### YOUR TASK
Please change every "rocky ground" in the data below to "stony terrain" and leave everything else as it is.

[Extracted records]
—————
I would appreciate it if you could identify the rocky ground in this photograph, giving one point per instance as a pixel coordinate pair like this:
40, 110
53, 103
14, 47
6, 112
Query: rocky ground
—————
### COMPLETE ANSWER
I would appreciate it if you could identify the stony terrain in this photograph, giving one point per instance as a pixel coordinate pair like this:
40, 110
53, 103
14, 47
6, 112
Query: stony terrain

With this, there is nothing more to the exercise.